#### [ФРАГМЕНТ ТЕКСТА]
________________________
Поздний Тарковский определял свободу как «жертву во имя любви». Человеком идеально жертвенного стиля была для него мать Ларисы Павловны Анна Семеновна, сама, разумеется, не ведавшая о той своей духовности, которую в ней видел зять. Уже в «Ностальгии» режиссер оттеняет внутреннюю трансформацию героя образом духовно бесплодной красивой женщины. В «Жертвоприношении» эта тема раскрывается до своих границ. Некогда прекрасный дом действительно предстает бессмыслицей, декорацией. Но именно такой красивой декорацией являются все дома и квартиры нашего современного мира. Но чье око способно увидеть иллюзорность нашей укрытости от реально свершаемого конца света? Свет внутри нас истончается и уходит и остается сумрак, а затем и мрак. Мы уже почти во мраке. Но разве кто замечает это? (Все рассматривают возможный Конец света как чисто внешнюю угрозу, и интеллектуал Ларс фон Триер своей «Меланхолией» лишний раз это подтвердил). Что же сжигает Александр? Не иллюзорность ли уюта и дома он сжигает? Не приносит ли он в жертву ту интеллектуальную матрицу, в которой трусливо укрывается наше сознание? Несомненно, так оно и есть. Александр обещает Высшему существу уйти об общества в немоту. Он приносит в жертву интеллект как ту словесную машину, которая держит в объятьях морока всех нас. Но это и есть последнее завещание нам Тарковского, последний его пророческий призыв: если мы не хотим погибнуть от собственного Конца света, то должны немедля принести в жертву часть своей рациональности, парализовавшей в нас и интуицию духовности, и те каналы, по которым духовные импульсы могли бы начать первое-первое робкое возвратное движение.
________________________
#### [НАБОР ДАННЫХ]
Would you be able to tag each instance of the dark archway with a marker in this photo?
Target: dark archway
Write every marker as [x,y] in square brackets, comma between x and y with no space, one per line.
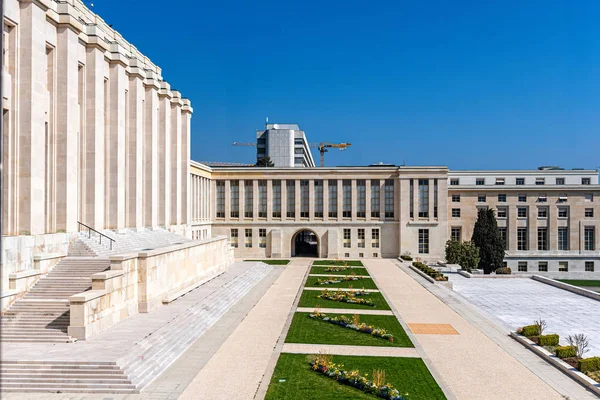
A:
[305,243]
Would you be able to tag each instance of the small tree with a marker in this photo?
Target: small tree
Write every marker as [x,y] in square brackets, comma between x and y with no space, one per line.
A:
[486,236]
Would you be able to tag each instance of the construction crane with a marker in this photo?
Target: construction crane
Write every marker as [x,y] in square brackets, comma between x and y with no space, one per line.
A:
[322,147]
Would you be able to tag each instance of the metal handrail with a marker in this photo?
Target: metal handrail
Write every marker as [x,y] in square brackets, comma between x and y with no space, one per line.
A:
[90,230]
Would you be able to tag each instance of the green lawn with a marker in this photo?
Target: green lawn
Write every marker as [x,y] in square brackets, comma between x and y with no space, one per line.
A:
[366,283]
[357,271]
[309,299]
[273,262]
[350,263]
[307,330]
[408,375]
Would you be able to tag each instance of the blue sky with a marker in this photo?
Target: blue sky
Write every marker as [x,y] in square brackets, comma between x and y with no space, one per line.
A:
[467,84]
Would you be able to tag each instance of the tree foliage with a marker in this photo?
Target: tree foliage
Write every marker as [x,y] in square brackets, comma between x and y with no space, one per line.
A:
[486,236]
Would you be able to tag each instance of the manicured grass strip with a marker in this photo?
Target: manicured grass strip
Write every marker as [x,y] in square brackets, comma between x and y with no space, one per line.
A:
[300,382]
[307,330]
[357,271]
[365,283]
[273,262]
[309,299]
[339,263]
[581,282]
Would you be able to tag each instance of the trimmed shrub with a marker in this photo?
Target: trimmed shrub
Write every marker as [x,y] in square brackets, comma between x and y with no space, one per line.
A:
[566,351]
[531,330]
[548,340]
[591,364]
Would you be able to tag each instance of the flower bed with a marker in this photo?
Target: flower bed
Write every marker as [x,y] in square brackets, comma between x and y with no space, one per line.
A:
[346,296]
[355,324]
[325,366]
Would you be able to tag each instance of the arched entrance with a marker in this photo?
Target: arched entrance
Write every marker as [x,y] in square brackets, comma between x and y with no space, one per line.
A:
[305,243]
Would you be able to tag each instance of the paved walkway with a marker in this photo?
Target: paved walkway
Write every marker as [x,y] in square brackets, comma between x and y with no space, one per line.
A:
[346,350]
[245,355]
[518,302]
[471,364]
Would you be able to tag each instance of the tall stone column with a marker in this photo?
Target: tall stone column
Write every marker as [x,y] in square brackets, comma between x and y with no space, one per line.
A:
[135,147]
[151,165]
[67,128]
[94,133]
[164,155]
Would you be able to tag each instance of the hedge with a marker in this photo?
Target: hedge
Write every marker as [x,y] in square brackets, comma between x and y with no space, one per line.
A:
[566,351]
[548,340]
[591,364]
[531,330]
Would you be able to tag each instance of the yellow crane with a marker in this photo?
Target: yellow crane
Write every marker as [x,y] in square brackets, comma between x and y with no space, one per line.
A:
[322,147]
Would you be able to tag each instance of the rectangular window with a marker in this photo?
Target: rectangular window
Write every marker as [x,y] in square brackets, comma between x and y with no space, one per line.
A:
[522,266]
[424,241]
[522,239]
[290,186]
[347,198]
[589,266]
[542,239]
[361,198]
[234,237]
[423,198]
[234,201]
[248,238]
[375,238]
[589,238]
[563,238]
[456,233]
[248,197]
[262,238]
[389,198]
[318,198]
[220,199]
[304,199]
[276,184]
[332,198]
[563,266]
[375,198]
[262,198]
[361,237]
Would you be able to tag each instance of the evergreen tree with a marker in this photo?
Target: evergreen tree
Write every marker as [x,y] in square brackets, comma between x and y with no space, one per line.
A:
[486,236]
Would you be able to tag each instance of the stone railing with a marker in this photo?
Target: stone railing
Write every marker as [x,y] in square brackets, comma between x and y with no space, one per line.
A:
[142,281]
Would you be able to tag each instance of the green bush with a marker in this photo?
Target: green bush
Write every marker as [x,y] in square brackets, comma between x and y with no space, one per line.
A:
[548,340]
[566,351]
[531,330]
[591,364]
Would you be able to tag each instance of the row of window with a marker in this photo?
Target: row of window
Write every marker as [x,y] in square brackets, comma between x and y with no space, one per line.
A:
[563,266]
[522,212]
[519,181]
[305,198]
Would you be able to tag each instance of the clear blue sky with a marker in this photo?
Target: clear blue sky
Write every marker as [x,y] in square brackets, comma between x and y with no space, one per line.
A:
[468,84]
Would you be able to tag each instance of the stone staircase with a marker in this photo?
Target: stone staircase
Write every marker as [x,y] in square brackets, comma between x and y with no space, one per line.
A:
[42,315]
[64,377]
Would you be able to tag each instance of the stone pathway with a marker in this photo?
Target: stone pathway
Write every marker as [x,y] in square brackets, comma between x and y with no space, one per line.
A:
[348,311]
[346,350]
[471,364]
[245,355]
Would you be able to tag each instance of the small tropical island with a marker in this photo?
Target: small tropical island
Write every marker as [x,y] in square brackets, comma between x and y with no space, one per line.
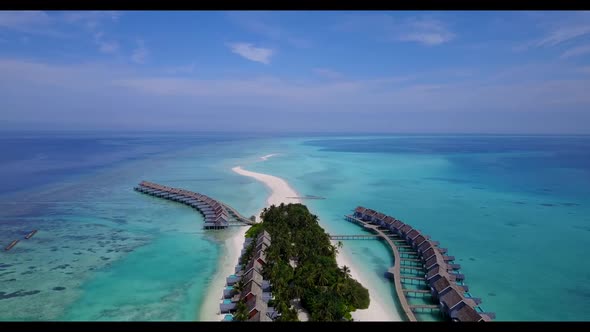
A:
[288,272]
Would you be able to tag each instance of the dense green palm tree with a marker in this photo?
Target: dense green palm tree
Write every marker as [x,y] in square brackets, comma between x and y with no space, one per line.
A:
[346,271]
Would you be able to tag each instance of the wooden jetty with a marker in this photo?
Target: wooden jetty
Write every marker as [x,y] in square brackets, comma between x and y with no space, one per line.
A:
[11,245]
[433,268]
[217,214]
[30,235]
[354,237]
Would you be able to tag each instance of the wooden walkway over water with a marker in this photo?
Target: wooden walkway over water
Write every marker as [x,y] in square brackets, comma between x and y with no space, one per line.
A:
[355,237]
[217,214]
[419,261]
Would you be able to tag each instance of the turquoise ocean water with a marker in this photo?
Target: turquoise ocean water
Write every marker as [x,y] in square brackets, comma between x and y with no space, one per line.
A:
[513,210]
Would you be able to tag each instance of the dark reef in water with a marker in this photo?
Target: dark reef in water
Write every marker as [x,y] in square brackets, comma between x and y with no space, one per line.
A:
[570,204]
[19,293]
[62,267]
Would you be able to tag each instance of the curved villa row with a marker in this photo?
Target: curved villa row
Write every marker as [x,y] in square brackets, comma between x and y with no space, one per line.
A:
[217,215]
[254,291]
[420,262]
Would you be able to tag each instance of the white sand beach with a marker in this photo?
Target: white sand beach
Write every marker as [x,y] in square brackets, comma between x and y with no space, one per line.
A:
[268,156]
[231,252]
[280,192]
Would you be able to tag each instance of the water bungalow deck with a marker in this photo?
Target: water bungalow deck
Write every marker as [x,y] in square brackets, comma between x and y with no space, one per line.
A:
[30,235]
[217,214]
[435,268]
[11,245]
[354,237]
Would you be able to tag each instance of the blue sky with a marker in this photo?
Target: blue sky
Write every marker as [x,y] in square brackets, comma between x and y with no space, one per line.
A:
[492,72]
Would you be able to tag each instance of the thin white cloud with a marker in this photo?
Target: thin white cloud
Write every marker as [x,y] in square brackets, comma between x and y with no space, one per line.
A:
[576,51]
[23,20]
[254,22]
[257,22]
[108,47]
[423,30]
[565,28]
[29,22]
[91,18]
[252,53]
[186,69]
[140,54]
[104,46]
[564,34]
[328,73]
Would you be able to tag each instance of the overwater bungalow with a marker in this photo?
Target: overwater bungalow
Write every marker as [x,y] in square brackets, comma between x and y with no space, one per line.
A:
[251,289]
[449,300]
[425,246]
[359,212]
[412,235]
[405,230]
[397,225]
[428,253]
[440,286]
[253,275]
[379,218]
[260,256]
[431,262]
[465,313]
[418,241]
[264,234]
[388,221]
[257,310]
[254,264]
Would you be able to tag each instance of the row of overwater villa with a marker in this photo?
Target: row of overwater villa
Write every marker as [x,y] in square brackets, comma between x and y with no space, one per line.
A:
[254,291]
[425,263]
[217,215]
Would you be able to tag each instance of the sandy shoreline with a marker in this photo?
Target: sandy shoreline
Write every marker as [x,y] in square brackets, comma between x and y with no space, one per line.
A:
[281,192]
[232,247]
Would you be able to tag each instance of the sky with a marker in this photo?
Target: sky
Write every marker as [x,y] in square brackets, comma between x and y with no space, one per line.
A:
[287,71]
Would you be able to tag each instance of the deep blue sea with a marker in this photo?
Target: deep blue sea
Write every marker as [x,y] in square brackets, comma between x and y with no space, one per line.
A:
[514,210]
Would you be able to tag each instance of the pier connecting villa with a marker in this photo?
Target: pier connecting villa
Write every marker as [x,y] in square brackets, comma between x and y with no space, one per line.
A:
[425,277]
[217,215]
[247,285]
________________________
#### [ПОСТАНОВКА ЗАДАЧИ]
Напишите продолжение фрагмента текста о фильмах Тарковского, начиная сразу после его последнего предложения. Записи никак не связаны с фрагментом текста.

#### [ПРАВИЛЬНЫЙ ОТВЕТ]
Суркова приводит в своей книге[28] восторженное письмо к ней киноведа Леонида Козлова, написанное в 1990 году после прочтения частично процитированного мною доклада Сурковой: «Долгое время, – пишет он, – вокруг творчества Андрея, его судьбы и его памяти нарастало некое облако наваждений, прельстительных и ядовитых. Можно было противостоять этим наваждениям просто в силу внутренней и духовной независимости, в силу естественного иммунитета (как у Ирмы, у Марины). Но еще никто, как мне кажется, не попытался начать разгонять и развеивать это облако сознательным волевым действием. Изрекались предостережения, но они не в счет. Вы – первая, кто вступил в активное противостояние и выразил это противостояние прямым высказыванием, прямым разговором об Андрее на таких нравственных основаниях, на которые, насколько я знаю, до Вас никто не рисковал становиться. Поэтому Ваш текст означает (для меня по крайней мере) начало подведения очень важной черты под целым этапом «тарковсковедения» и «тарковскианства»…»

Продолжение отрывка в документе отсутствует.